SC-Dependent Factors

SCs vary in their database, algorithm, symptom expression, and comprehension of chief complaints (ie, initial symptoms of a consultation mimicking a real patient’s presenting complaints) [16-18]. Any of these may impact the levels of outcome accuracy.

General Tester-Dependent Factors

Both real-life users and testers are likely to vary in their ability to express their symptoms and to comprehend the ones offered by the SC [19]. Misinterpretation of symptoms offered by the SC during the consultation may result in the addition of symptoms the user does not have and neglect the ones that they do have in reality. Moreover, how users or testers express the chief complaints can influence the outcomes. Even an SC with the best comprehension abilities will fail if the user expresses their symptoms incorrectly.

Tester-Dependent Factors Specific to Vignette Studies

Some of the general limitations of vignette studies are reported more often in the literature and have been mentioned in previous sections. However, some other tester-dependent limitations specific to vignette methodology measuring the accuracy of outcome are less explored.

Several vignette studies use vignettes that do not define chief complaints [13,20], leaving it to the discretion of the individual testers to select and interpret them. Appropriate determination of the chief complaints is an important aspect. A number of SCs provide different weighting to them compared to symptoms selected during the consultation. Thus, testers by selection of chief complaints can substantially influence the final outcome, including limiting the potential differentials and subsequent symptoms asked during the consultation [21]. Other studies have opted for an approach, where the chief complaints are prescribed [14,22]. A limitation of most of these studies is that the number of chief complaints was reduced to a single symptom. Therefore, these studies may not represent the complexity of patients presenting with multiple or ill-defined symptoms.

The other limitation of testers in vignette studies is caused by the extra step whereby testers have to understand and translate the vignettes for the SC. Their abilities to convey the intention of the vignette can influence the outcome.

Hypothesis and Aims

We hypothesize that vignette studies measuring SC’s accuracy of outcome as a composite metric is not a reliable method to determine the performance and their result might not be generalizable to a wider population. In clinical studies with a large, diverse population, a wide range of symptom expression and comprehension ability is represented, which is similar to real life. However, in vignette studies, with few testers, the testers’ ability to input the chief complaints as intended or to select the right symptoms throughout the consultation can unduly influence results despite using the same SCs and clinical vignettes. This is why some studies have reported significant tester variability [20].

The primary aim of this study was to investigate the impact of tester variability on the accuracy of outcome of SCs, using clinical vignettes. The secondary aim was to identify the methodology to measure isolated aspects of SC performance using clinical vignettes. We investigated the following two isolated aspects: (1) SC data and algorithm quality using adjusted accuracy metrics and (2) SC symptom comprehension.

Clinical Vignettes

The Royal College of General Practitioners in the United Kingdom produced 139 vignettes to evaluate an SC in a benchmarking study conducted by the Self-Care Academic Research Unit of Imperial College London [20]. A total of 25 vignettes were excluded because they described asymptomatic individuals or individuals with long-term conditions that had already been diagnosed or because they lacked agreed-upon outcomes. The remaining 114 vignettes were used (minor alterations were performed to enhance the clarity of symptoms in 5 vignettes; Table S1 in Multimedia Appendix 1).

━━━━━━━━━━━━━━━━━━━━━━━━━━━━━━

**ACTIVITY 1:**
According to the excerpt on vignette studies, how many vignettes were excluded from the 139 produced by the Royal College of General Practitioners?
**ACTIVITY 2:**
In the excerpt on vignette studies, testers who choose the chief complaints can substantially influence the final outcome. Using the reason the excerpt gives, explain why in one to three sentences.
**ACTIVITY 3:**
Return the passage of the excerpt on vignette studies from "The primary aim" to "SC symptom comprehension.".

**DATASET CONTENT:**
━━━━━━━━━━━━━━━━━━━━━━━━━━━━━━

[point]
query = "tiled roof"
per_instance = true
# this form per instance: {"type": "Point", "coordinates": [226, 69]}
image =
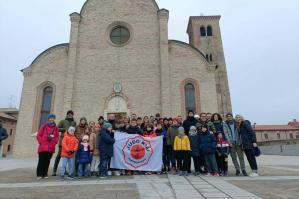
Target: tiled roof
{"type": "Point", "coordinates": [274, 128]}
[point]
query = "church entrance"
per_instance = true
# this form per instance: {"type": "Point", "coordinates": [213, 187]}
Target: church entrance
{"type": "Point", "coordinates": [117, 106]}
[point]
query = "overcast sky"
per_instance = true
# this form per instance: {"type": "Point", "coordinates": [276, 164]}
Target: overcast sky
{"type": "Point", "coordinates": [261, 44]}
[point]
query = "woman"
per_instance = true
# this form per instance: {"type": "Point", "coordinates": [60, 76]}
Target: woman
{"type": "Point", "coordinates": [249, 142]}
{"type": "Point", "coordinates": [47, 137]}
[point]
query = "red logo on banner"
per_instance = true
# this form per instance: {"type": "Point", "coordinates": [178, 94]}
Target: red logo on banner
{"type": "Point", "coordinates": [137, 151]}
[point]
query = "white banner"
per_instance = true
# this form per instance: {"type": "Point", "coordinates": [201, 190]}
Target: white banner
{"type": "Point", "coordinates": [135, 152]}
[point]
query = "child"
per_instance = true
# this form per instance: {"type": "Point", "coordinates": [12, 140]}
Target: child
{"type": "Point", "coordinates": [69, 147]}
{"type": "Point", "coordinates": [84, 157]}
{"type": "Point", "coordinates": [207, 145]}
{"type": "Point", "coordinates": [105, 144]}
{"type": "Point", "coordinates": [166, 161]}
{"type": "Point", "coordinates": [94, 150]}
{"type": "Point", "coordinates": [222, 152]}
{"type": "Point", "coordinates": [150, 134]}
{"type": "Point", "coordinates": [181, 149]}
{"type": "Point", "coordinates": [195, 152]}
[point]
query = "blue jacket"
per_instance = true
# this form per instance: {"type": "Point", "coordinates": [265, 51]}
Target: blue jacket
{"type": "Point", "coordinates": [194, 142]}
{"type": "Point", "coordinates": [207, 143]}
{"type": "Point", "coordinates": [83, 156]}
{"type": "Point", "coordinates": [105, 144]}
{"type": "Point", "coordinates": [247, 135]}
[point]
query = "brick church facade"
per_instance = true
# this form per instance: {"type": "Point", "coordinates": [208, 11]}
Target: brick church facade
{"type": "Point", "coordinates": [119, 60]}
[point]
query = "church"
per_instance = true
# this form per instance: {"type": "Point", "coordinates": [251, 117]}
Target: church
{"type": "Point", "coordinates": [120, 60]}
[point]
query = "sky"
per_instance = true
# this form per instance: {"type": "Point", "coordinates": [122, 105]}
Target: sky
{"type": "Point", "coordinates": [260, 38]}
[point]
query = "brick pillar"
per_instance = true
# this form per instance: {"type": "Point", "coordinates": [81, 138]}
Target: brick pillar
{"type": "Point", "coordinates": [164, 64]}
{"type": "Point", "coordinates": [71, 65]}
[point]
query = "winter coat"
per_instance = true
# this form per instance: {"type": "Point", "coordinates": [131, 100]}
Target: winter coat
{"type": "Point", "coordinates": [247, 135]}
{"type": "Point", "coordinates": [3, 134]}
{"type": "Point", "coordinates": [47, 138]}
{"type": "Point", "coordinates": [105, 143]}
{"type": "Point", "coordinates": [181, 144]}
{"type": "Point", "coordinates": [93, 143]}
{"type": "Point", "coordinates": [172, 132]}
{"type": "Point", "coordinates": [63, 127]}
{"type": "Point", "coordinates": [81, 131]}
{"type": "Point", "coordinates": [190, 121]}
{"type": "Point", "coordinates": [195, 150]}
{"type": "Point", "coordinates": [134, 130]}
{"type": "Point", "coordinates": [207, 143]}
{"type": "Point", "coordinates": [228, 133]}
{"type": "Point", "coordinates": [69, 146]}
{"type": "Point", "coordinates": [150, 135]}
{"type": "Point", "coordinates": [222, 147]}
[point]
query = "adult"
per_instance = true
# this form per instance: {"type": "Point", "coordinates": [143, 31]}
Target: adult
{"type": "Point", "coordinates": [249, 142]}
{"type": "Point", "coordinates": [63, 126]}
{"type": "Point", "coordinates": [233, 137]}
{"type": "Point", "coordinates": [3, 136]}
{"type": "Point", "coordinates": [188, 122]}
{"type": "Point", "coordinates": [133, 128]}
{"type": "Point", "coordinates": [47, 137]}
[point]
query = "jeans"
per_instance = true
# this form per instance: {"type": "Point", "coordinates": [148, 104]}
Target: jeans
{"type": "Point", "coordinates": [71, 166]}
{"type": "Point", "coordinates": [236, 151]}
{"type": "Point", "coordinates": [44, 159]}
{"type": "Point", "coordinates": [211, 163]}
{"type": "Point", "coordinates": [251, 159]}
{"type": "Point", "coordinates": [95, 163]}
{"type": "Point", "coordinates": [83, 169]}
{"type": "Point", "coordinates": [104, 164]}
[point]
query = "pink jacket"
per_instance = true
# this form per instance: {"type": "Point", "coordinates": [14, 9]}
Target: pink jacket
{"type": "Point", "coordinates": [44, 133]}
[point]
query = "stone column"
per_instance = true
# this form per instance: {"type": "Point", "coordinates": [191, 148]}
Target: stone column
{"type": "Point", "coordinates": [71, 65]}
{"type": "Point", "coordinates": [164, 64]}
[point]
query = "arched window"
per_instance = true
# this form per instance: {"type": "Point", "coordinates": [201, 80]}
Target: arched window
{"type": "Point", "coordinates": [46, 104]}
{"type": "Point", "coordinates": [209, 31]}
{"type": "Point", "coordinates": [203, 32]}
{"type": "Point", "coordinates": [190, 97]}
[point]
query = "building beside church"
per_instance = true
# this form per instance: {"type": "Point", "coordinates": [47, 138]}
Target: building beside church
{"type": "Point", "coordinates": [119, 60]}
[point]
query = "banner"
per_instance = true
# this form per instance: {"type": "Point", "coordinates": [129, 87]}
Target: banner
{"type": "Point", "coordinates": [135, 152]}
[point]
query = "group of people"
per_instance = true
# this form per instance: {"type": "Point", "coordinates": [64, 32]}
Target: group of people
{"type": "Point", "coordinates": [87, 148]}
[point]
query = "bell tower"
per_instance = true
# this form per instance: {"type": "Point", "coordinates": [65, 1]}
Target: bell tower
{"type": "Point", "coordinates": [204, 34]}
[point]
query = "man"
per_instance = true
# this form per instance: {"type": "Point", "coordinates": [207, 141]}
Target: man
{"type": "Point", "coordinates": [63, 126]}
{"type": "Point", "coordinates": [3, 136]}
{"type": "Point", "coordinates": [233, 137]}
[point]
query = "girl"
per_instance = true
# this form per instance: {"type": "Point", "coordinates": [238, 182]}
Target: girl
{"type": "Point", "coordinates": [181, 149]}
{"type": "Point", "coordinates": [47, 138]}
{"type": "Point", "coordinates": [69, 147]}
{"type": "Point", "coordinates": [207, 145]}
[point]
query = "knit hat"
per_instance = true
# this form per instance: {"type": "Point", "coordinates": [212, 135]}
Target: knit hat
{"type": "Point", "coordinates": [51, 116]}
{"type": "Point", "coordinates": [107, 125]}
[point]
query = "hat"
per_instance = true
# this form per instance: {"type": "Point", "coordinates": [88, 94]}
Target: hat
{"type": "Point", "coordinates": [107, 125]}
{"type": "Point", "coordinates": [70, 112]}
{"type": "Point", "coordinates": [85, 137]}
{"type": "Point", "coordinates": [51, 116]}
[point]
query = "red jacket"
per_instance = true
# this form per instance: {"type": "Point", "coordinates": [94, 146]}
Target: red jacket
{"type": "Point", "coordinates": [150, 135]}
{"type": "Point", "coordinates": [46, 144]}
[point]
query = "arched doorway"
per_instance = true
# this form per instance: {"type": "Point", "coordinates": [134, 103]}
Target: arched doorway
{"type": "Point", "coordinates": [117, 106]}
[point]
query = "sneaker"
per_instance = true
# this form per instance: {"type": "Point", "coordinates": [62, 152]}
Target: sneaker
{"type": "Point", "coordinates": [254, 174]}
{"type": "Point", "coordinates": [116, 173]}
{"type": "Point", "coordinates": [244, 173]}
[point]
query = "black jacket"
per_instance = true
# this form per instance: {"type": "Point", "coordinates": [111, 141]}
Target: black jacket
{"type": "Point", "coordinates": [247, 135]}
{"type": "Point", "coordinates": [3, 134]}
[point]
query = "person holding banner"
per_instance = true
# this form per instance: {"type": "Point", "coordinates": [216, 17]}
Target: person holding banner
{"type": "Point", "coordinates": [105, 144]}
{"type": "Point", "coordinates": [182, 149]}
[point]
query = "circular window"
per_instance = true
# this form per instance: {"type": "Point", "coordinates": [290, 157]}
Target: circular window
{"type": "Point", "coordinates": [119, 35]}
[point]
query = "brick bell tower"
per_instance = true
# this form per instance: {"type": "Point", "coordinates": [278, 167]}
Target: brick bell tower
{"type": "Point", "coordinates": [204, 34]}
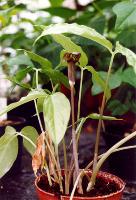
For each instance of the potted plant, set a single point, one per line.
(71, 182)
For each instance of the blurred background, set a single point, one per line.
(22, 21)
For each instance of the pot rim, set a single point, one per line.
(119, 181)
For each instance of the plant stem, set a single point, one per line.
(105, 156)
(71, 59)
(38, 116)
(37, 113)
(65, 167)
(59, 169)
(26, 138)
(80, 93)
(101, 113)
(53, 157)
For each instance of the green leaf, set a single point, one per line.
(130, 55)
(56, 111)
(128, 76)
(39, 59)
(16, 82)
(117, 107)
(114, 82)
(56, 76)
(126, 15)
(76, 29)
(31, 96)
(8, 150)
(21, 74)
(20, 60)
(32, 134)
(97, 116)
(9, 132)
(56, 3)
(98, 82)
(40, 104)
(70, 46)
(127, 38)
(61, 12)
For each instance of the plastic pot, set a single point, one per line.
(43, 195)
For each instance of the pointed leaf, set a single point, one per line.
(32, 134)
(126, 14)
(8, 150)
(114, 82)
(56, 111)
(130, 55)
(39, 59)
(61, 12)
(76, 29)
(56, 3)
(97, 116)
(31, 96)
(96, 78)
(19, 60)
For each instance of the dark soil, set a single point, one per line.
(102, 187)
(21, 186)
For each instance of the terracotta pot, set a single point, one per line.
(43, 195)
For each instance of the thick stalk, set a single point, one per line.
(105, 156)
(59, 169)
(66, 168)
(71, 59)
(101, 113)
(80, 93)
(53, 157)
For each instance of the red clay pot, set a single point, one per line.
(108, 177)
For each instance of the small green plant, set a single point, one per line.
(56, 110)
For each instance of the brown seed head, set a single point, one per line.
(72, 57)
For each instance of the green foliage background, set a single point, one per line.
(21, 24)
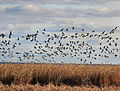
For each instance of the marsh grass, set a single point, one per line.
(68, 74)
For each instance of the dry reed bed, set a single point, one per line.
(51, 87)
(74, 75)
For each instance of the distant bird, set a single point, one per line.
(10, 34)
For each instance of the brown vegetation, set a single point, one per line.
(73, 75)
(51, 87)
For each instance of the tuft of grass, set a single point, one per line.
(68, 74)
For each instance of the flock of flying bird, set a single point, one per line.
(60, 44)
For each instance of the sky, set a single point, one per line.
(26, 16)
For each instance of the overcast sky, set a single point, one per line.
(23, 16)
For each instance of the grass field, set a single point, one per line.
(59, 77)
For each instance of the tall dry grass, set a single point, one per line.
(73, 75)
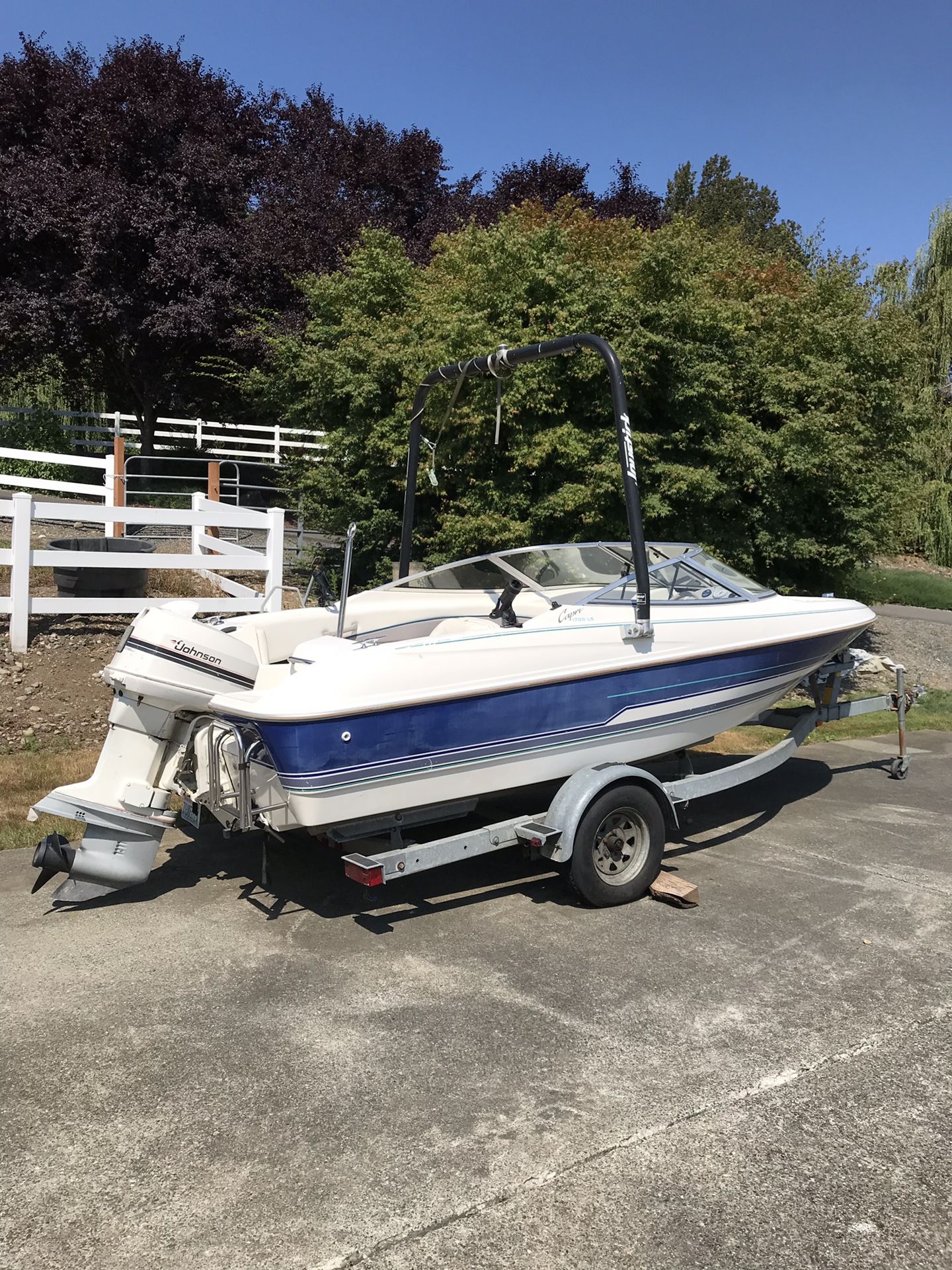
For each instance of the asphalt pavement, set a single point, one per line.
(475, 1071)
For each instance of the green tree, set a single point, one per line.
(922, 298)
(767, 403)
(723, 200)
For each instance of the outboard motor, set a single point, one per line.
(165, 665)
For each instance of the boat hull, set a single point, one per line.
(368, 763)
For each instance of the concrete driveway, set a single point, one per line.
(476, 1071)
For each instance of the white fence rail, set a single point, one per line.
(208, 558)
(258, 443)
(107, 466)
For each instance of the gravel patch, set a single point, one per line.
(923, 647)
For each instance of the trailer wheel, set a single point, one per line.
(619, 846)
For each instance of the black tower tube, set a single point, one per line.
(491, 366)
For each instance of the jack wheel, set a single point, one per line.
(619, 846)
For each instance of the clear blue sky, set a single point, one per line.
(844, 108)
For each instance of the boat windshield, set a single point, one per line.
(584, 572)
(576, 564)
(691, 575)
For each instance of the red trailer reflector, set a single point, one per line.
(364, 870)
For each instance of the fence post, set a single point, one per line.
(19, 572)
(214, 493)
(197, 502)
(118, 498)
(274, 553)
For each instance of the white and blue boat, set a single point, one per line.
(502, 671)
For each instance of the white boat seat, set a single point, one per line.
(274, 636)
(463, 626)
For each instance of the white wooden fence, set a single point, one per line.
(257, 443)
(210, 558)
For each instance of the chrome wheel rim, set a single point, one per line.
(621, 846)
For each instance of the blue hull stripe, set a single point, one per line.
(311, 755)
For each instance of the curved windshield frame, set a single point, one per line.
(584, 573)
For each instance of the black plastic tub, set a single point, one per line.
(93, 582)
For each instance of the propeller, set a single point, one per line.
(54, 855)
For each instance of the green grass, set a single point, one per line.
(899, 587)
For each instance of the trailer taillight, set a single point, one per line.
(364, 870)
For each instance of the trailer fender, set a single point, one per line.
(582, 789)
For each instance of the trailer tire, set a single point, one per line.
(619, 846)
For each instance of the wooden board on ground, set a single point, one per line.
(674, 890)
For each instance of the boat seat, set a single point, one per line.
(274, 636)
(463, 626)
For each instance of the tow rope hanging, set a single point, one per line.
(500, 356)
(432, 444)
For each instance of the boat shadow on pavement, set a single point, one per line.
(306, 875)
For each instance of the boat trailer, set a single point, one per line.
(608, 824)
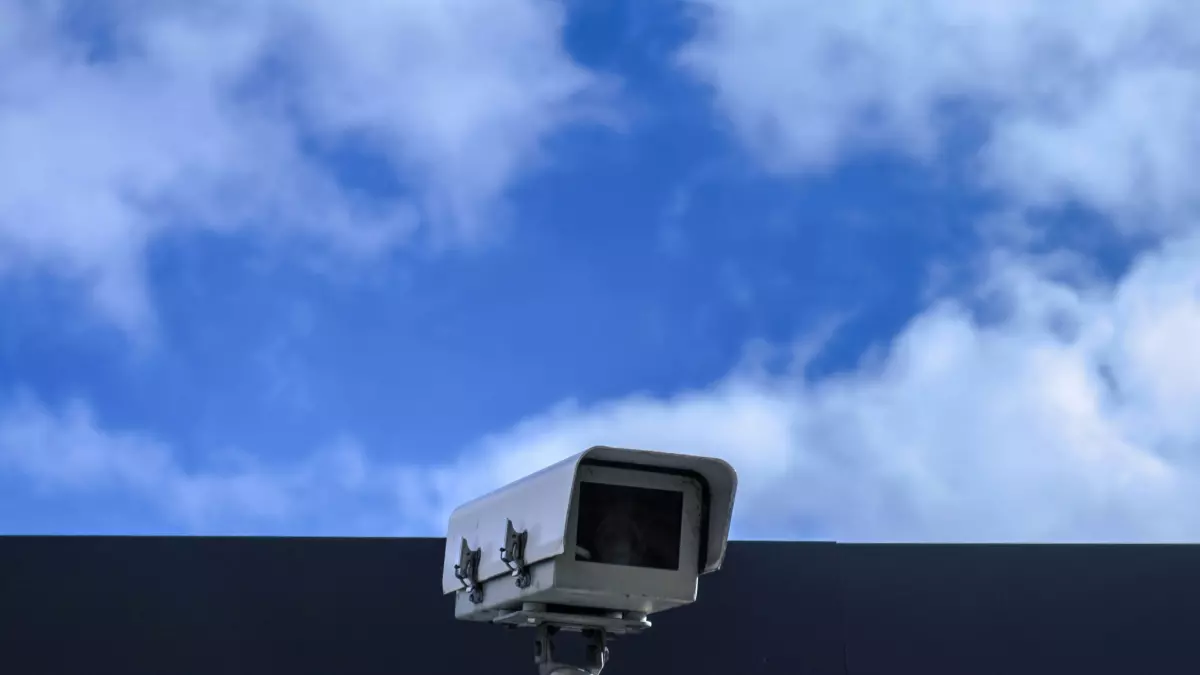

━━━━━━━━━━━━━━━━━━━━━━━━━━━━━━

**PROBLEM SOLUTION 1:**
25 vignettes were excluded.

**PROBLEM SOLUTION 2:**
A number of SCs weight chief complaints differently from symptoms selected during the consultation. So the testers' choice of chief complaints can shape the result, including by limiting the potential differentials and the subsequent symptoms asked during the consultation.

**PROBLEM SOLUTION 3:**
The primary aim of this study was to investigate the impact of tester variability on the accuracy of outcome of SCs, using clinical vignettes. The secondary aim was to identify the methodology to measure isolated aspects of SC performance using clinical vignettes. We investigated the following two isolated aspects: (1) SC data and algorithm quality using adjusted accuracy metrics and (2) SC symptom comprehension.